What is already known on this topic
Scientists have known that gut microbial diversity decreases with aging and it can be influenced by diseases or medications. However, to analyze the gut microbiota, previous studies have used stool samples, whose microbial composition does not fully reflect that of the entire gut.
What this research adds
Researchers analyzed the microbial composition of the small intestine of more than 250 people aged 18 to 80. They found that the microbiome diversity of the small intestine decreases in older people, and the levels of Proteobacteria and of microbes that can survive with less oxygen increase. Bacteroides, Lactobacillus, and Escherichia microbes become more abundant with age alone, whereas the levels of bacteria such as Klebsiella and Clostridium are influenced by other factors, including the number of medications and concomitant diseases.
The findings suggest that the community of microbes living in the small intestine evolves with age. Because the small intestine is crucial for nutrient absorption, changes in its microbiota could influence human health, the researchers say.
Scientists have known that the gut microbiota can be influenced by diseases or medications. Now, a new study suggests that aging produces changes in the microbiota of the small intestine that are distinct from those caused by drugs or concomitant conditions.
The findings, published in Cell Reports, indicate that the community of microbes living in the small intestine evolves with age. Because the small intestine is crucial for nutrient absorption, changes in its microbiota could influence human health, the researchers say.

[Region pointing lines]
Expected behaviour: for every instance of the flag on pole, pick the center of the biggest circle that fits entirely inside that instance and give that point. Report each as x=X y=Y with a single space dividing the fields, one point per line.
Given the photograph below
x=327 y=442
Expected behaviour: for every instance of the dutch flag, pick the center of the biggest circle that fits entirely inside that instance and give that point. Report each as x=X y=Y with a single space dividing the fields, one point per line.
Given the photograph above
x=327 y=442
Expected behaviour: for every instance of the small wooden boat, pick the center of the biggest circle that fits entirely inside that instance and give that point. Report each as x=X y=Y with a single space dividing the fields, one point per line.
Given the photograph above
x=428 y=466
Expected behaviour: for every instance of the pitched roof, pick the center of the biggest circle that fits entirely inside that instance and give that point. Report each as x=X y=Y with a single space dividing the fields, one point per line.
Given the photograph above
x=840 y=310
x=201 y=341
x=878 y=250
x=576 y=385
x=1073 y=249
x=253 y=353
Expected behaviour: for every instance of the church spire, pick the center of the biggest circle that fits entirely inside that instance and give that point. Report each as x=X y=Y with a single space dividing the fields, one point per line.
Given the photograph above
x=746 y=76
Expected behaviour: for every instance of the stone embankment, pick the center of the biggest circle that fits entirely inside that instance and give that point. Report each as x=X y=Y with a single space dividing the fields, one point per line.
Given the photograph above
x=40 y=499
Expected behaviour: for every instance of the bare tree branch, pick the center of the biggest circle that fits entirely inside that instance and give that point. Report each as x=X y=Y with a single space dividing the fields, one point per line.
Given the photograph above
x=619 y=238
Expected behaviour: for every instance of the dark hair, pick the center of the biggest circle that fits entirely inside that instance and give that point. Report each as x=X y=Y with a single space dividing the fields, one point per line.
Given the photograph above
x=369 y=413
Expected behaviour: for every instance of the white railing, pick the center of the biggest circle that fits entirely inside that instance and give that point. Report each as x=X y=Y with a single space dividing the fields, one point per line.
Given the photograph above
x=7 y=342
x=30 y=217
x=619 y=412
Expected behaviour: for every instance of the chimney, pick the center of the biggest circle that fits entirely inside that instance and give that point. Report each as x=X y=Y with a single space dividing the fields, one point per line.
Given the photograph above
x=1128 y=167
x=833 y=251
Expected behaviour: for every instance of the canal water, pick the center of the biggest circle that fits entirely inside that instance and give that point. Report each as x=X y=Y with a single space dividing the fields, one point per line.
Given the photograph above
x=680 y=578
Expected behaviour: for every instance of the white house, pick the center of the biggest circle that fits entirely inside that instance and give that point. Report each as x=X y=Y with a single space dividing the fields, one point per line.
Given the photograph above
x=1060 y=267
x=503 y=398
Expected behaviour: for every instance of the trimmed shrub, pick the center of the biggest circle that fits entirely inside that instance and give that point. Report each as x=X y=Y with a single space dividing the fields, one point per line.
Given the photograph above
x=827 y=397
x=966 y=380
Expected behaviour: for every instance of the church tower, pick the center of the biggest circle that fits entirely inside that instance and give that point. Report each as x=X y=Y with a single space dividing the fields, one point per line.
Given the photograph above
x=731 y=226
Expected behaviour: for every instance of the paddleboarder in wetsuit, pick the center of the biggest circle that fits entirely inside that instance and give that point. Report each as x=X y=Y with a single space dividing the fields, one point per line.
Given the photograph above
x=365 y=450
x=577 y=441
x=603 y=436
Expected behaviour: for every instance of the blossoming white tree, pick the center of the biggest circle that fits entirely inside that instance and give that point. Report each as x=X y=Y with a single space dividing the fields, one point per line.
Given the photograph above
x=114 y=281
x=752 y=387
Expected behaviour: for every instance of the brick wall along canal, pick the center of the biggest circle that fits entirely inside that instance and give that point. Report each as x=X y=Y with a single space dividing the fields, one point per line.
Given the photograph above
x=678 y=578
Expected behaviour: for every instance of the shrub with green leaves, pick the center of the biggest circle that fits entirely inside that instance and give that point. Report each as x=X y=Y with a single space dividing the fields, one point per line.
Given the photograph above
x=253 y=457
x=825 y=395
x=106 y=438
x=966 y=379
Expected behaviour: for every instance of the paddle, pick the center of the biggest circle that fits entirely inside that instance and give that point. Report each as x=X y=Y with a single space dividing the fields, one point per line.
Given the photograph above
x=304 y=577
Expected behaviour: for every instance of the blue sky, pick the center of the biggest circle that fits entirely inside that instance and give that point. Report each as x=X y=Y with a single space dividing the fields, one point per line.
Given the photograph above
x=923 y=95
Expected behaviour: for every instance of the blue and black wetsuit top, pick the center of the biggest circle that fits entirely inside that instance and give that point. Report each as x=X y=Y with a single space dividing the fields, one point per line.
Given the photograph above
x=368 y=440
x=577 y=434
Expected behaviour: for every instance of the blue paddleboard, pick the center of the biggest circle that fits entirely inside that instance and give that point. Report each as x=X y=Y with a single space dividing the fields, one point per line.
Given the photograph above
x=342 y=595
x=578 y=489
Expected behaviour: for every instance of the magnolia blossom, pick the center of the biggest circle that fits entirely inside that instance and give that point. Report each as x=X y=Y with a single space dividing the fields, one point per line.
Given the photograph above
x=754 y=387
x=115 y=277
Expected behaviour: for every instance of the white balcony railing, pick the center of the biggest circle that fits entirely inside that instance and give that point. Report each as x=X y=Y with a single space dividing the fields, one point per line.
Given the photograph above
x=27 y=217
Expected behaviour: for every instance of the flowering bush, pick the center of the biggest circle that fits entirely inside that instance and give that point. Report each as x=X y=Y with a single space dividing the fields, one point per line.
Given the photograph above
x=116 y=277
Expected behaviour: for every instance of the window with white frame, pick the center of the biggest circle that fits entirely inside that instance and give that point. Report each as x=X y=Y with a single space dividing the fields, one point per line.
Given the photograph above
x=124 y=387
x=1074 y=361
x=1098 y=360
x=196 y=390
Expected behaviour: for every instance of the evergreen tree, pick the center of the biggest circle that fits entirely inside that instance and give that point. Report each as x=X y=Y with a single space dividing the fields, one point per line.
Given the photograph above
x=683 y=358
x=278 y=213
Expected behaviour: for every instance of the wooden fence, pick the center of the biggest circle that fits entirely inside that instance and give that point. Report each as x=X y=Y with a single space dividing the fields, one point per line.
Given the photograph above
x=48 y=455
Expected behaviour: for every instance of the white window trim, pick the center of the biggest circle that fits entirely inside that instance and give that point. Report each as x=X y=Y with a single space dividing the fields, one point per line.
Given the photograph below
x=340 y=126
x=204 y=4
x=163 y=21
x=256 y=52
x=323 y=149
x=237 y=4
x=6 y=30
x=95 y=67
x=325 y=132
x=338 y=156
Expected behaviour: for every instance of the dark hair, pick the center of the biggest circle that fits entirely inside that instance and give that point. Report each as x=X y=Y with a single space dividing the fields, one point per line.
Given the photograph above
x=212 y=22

What is needed =>
Copy out the part of the small intestine microbiota text that starts with "The findings suggest" and goes on through "or concomitant conditions.".

Task solution =>
The findings suggest that the community of microbes living in the small intestine evolves with age. Because the small intestine is crucial for nutrient absorption, changes in its microbiota could influence human health, the researchers say.
Scientists have known that the gut microbiota can be influenced by diseases or medications. Now, a new study suggests that aging produces changes in the microbiota of the small intestine that are distinct from those caused by drugs or concomitant conditions.